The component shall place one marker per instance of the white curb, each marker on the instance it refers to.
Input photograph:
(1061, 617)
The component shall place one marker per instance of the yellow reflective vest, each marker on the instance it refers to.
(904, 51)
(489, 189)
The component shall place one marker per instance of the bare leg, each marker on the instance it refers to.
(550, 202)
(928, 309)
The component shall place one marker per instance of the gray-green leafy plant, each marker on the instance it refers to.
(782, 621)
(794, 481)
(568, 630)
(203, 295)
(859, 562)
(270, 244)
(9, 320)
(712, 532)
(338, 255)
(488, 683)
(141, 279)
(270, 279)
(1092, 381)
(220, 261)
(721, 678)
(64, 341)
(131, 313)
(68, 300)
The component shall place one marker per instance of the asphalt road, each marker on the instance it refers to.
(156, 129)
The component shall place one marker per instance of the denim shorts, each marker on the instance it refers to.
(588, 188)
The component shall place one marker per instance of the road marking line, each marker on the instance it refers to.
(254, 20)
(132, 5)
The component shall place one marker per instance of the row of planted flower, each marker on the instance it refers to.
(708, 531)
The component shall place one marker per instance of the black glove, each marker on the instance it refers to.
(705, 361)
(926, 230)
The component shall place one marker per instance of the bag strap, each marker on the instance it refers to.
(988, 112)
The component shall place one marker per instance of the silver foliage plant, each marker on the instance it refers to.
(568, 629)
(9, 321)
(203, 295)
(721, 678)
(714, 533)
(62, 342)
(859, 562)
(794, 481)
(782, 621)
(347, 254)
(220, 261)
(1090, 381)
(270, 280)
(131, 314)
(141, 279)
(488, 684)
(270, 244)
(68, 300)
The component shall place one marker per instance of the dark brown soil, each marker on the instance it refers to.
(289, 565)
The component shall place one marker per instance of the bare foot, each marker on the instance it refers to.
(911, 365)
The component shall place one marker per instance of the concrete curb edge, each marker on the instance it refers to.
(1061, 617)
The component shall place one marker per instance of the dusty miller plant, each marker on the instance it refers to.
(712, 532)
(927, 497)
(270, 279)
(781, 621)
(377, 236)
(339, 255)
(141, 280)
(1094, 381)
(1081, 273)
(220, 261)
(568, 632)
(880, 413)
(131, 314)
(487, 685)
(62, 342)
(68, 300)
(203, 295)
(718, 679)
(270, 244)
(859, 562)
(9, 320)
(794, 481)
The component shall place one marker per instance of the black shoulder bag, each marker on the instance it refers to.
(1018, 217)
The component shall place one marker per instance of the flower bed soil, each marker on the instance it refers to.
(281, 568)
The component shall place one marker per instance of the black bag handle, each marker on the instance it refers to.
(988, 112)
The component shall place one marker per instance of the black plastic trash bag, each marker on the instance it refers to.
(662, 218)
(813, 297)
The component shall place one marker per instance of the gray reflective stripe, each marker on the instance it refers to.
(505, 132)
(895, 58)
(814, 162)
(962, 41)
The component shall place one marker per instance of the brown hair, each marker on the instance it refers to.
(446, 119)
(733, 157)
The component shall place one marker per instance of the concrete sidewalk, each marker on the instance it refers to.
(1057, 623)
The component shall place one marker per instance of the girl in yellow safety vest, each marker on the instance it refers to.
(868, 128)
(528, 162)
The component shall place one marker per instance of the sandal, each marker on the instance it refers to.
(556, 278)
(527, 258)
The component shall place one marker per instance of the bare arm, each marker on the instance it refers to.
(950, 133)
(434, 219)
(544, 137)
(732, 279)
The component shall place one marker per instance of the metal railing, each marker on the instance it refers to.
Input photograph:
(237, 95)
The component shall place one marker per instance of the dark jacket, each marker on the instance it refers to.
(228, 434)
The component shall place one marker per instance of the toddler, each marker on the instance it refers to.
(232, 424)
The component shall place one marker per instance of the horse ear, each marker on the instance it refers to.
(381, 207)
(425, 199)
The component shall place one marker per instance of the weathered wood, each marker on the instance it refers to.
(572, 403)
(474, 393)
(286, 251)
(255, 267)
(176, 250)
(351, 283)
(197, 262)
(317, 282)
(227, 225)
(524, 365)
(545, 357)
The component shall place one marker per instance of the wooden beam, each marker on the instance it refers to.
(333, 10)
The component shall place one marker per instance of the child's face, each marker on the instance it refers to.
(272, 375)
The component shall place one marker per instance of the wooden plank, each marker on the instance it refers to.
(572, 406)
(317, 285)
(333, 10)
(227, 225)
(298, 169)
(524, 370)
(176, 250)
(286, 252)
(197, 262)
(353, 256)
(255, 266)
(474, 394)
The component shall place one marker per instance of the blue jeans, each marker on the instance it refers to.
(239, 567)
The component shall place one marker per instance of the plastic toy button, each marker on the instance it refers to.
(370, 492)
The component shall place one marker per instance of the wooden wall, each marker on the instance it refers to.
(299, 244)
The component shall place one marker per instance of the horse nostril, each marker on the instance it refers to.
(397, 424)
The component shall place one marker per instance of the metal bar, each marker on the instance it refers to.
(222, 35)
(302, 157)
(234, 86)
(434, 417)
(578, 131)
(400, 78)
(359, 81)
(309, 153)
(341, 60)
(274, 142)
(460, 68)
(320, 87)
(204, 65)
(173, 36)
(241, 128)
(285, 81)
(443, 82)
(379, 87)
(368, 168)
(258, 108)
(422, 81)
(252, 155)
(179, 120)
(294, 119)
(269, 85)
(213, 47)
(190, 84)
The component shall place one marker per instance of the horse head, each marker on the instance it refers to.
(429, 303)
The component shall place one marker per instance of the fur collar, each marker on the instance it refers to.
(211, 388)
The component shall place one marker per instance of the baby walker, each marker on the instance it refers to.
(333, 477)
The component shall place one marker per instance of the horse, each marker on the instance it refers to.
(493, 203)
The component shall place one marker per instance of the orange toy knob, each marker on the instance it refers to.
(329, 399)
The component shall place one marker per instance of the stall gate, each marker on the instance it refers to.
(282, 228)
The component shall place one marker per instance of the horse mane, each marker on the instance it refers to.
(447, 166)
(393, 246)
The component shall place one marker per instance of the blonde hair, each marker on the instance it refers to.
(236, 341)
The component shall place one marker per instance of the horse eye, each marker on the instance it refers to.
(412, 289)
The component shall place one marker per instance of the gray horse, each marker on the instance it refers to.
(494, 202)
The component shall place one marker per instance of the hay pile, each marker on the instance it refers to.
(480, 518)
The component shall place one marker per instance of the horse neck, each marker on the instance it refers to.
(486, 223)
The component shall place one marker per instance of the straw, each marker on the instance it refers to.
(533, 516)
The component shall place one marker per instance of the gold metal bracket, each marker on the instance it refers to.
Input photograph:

Work to do — Transcribe all of the entries above word for word.

Result of this task —
The component shall place one marker per instance of the white curb, each marker on the instance it refers to.
Input photograph:
(1061, 617)
The component shall place one marker per instance of the yellow reflective vest, each marker on the instance it refers to.
(904, 51)
(489, 189)
The component shall place one marker per instance of the bare leg, each marker on the instance it refers to.
(550, 202)
(928, 309)
The component shall place one marker per instance of the gray-green leafy plant, each marker on the instance it refers to.
(782, 621)
(794, 481)
(568, 630)
(203, 295)
(859, 562)
(270, 244)
(9, 320)
(712, 532)
(338, 255)
(488, 683)
(141, 279)
(270, 279)
(1092, 381)
(220, 261)
(721, 678)
(64, 341)
(131, 313)
(68, 300)
The component shall place one marker per instance of the asphalt road, each marker on the instance it refers to.
(156, 129)
The component shall place one marker per instance of the denim shorts, each marker on the instance it refers to.
(588, 188)
The component shall place one marker per instance of the road marking line, each marker on the instance it refers to.
(254, 20)
(132, 5)
The component shall place one marker per instance of the row of planted flower, each marker on the instance it refers to.
(708, 531)
The component shall place one marker per instance of the black glove, each marker on the instance it refers to.
(705, 361)
(926, 230)
The component shall place one marker per instance of the bag strap, each marker on the instance it refers to.
(988, 112)
The component shall place one marker per instance of the silver foliage plant, each marker on the instance it refers to.
(568, 629)
(9, 321)
(203, 295)
(721, 678)
(714, 533)
(62, 342)
(859, 562)
(794, 481)
(782, 621)
(347, 254)
(220, 261)
(1090, 381)
(270, 280)
(131, 314)
(141, 279)
(488, 684)
(270, 244)
(68, 300)
The component shall place one marker per instance of the dark brown soil, each marker on the instance it refers to.
(289, 565)
The component shall place one marker per instance of the bare foot, each marker on the instance it refers to.
(911, 365)
The component shall place one marker per instance of the concrete curb edge, each marker on the instance it refers to.
(1061, 617)
The component shall place one marker per instance of the dusty miller plant, each marker on the instance it refers to.
(712, 532)
(927, 497)
(270, 279)
(781, 621)
(377, 236)
(339, 255)
(141, 280)
(1094, 381)
(1081, 273)
(220, 261)
(568, 632)
(880, 413)
(131, 314)
(487, 685)
(62, 342)
(68, 300)
(203, 295)
(718, 679)
(270, 244)
(859, 562)
(9, 320)
(794, 481)
The component shall place one marker per instance of the black shoulder bag, each marker on the instance it refers to.
(1018, 217)
The component shall place one marker per instance of the flower bed soil, each marker on the instance it refers to.
(281, 568)
The component shall place one marker per instance of the black bag handle, each marker on the instance it refers to.
(988, 112)
The component shall place one marker per instance of the black plastic trash bag, each marker on the instance it refers to.
(662, 218)
(813, 297)
The component shall place one marker per instance of the gray reflective stripe, each marker on the instance it refers to.
(505, 132)
(895, 58)
(814, 162)
(962, 41)
The component shall place one marker per instance of the brown hair, each marker on the instance it refers to.
(446, 119)
(733, 157)
The component shall place one marker per instance of the concrete sidewalk, each marker on the instance it refers to.
(1057, 623)
The component shall place one marker per instance of the girl in yellow safety vest, each marker on the instance it refers to.
(868, 128)
(528, 162)
The component shall place one marker per instance of the sandal, each marker on the instance it refers to.
(556, 278)
(527, 258)
The component shall place one marker per instance of the bare arm, each marker on the instance it refers to.
(950, 133)
(434, 219)
(544, 137)
(732, 279)
The component shall place one marker per instance of the metal railing, each marker on the instance it refers to.
Input photograph:
(237, 95)
The component shall place one marker per instance of the dark jacket, each marker on the instance it refers to.
(228, 434)
The component shall place one marker per instance of the toddler, each marker on the instance it refers to.
(232, 424)
The component shall place one marker per instance of the horse ear, each marker on the instance it refers to.
(381, 207)
(425, 199)
The component shall place one marker per instance of the weathered wood, each marker on the instance it refers to.
(572, 403)
(474, 393)
(286, 251)
(255, 267)
(176, 250)
(351, 283)
(197, 262)
(317, 282)
(227, 225)
(524, 365)
(545, 357)
The component shall place one marker per instance of the wooden beam, each marker on the instance it refers to.
(333, 10)
The component shall place one marker per instance of the child's face, each marker on the instance it refers to.
(272, 375)
The component shall place one marker per instance of the wooden plank, each marker on the instance it refers to.
(572, 406)
(317, 285)
(333, 10)
(227, 225)
(298, 169)
(524, 370)
(176, 250)
(286, 252)
(197, 262)
(353, 256)
(255, 266)
(474, 394)
The component shall place one marker per instance of the blue jeans, each marker on the instance it refers to.
(239, 567)
The component shall place one marker per instance of the plastic toy button, each marker on the instance it refers to.
(370, 492)
The component shall place one marker per instance of the wooden wall, each marker on the instance it refers to.
(299, 244)
The component shall place one marker per instance of the horse nostril, each marker on the instance it refers to.
(397, 424)
The component shall place one marker per instance of the metal bar, each marker on the instance it refers to.
(222, 35)
(302, 157)
(234, 86)
(434, 417)
(578, 131)
(400, 78)
(359, 81)
(309, 153)
(341, 60)
(274, 142)
(460, 68)
(320, 87)
(204, 65)
(173, 36)
(241, 128)
(285, 81)
(443, 82)
(379, 87)
(368, 168)
(258, 108)
(422, 81)
(252, 155)
(179, 120)
(294, 119)
(269, 85)
(213, 47)
(190, 84)
The component shall place one marker per instance of the horse head, each marker on the instance it refers to.
(429, 303)
The component shall place one marker per instance of the fur collar, each marker on the instance it refers to.
(211, 388)
The component shall place one marker per instance of the baby walker, each marker on the instance it refers to.
(333, 477)
The component shall place one marker per instance of the horse, each marker on the instance it refers to.
(493, 203)
The component shall place one marker per instance of the orange toy knob, each marker on the instance it refers to.
(329, 399)
The component shall place one marker per instance of the stall gate, each marker on the instance it refers to.
(282, 228)
The component shall place one marker per instance of the horse mane, each marker on the instance it refers to.
(447, 166)
(393, 246)
The component shall place one marker per instance of the blonde hair, each marker on the instance it refers to.
(236, 341)
The component shall place one marker per instance of the horse eye, each marker on the instance it refers to.
(412, 289)
The component shall place one marker per instance of the gray horse, each marker on the instance it refers to.
(494, 202)
The component shall place one marker per instance of the hay pile, each marker on the instance it refers to.
(480, 518)
The component shall place one marker per instance of the horse neck, each marker on the instance it refers to.
(486, 223)
The component shall place one marker per instance of the straw, each marker on the instance it refers to.
(533, 516)
The component shall place one marker per instance of the gold metal bracket, each marker on the instance it refers to.
Input photograph:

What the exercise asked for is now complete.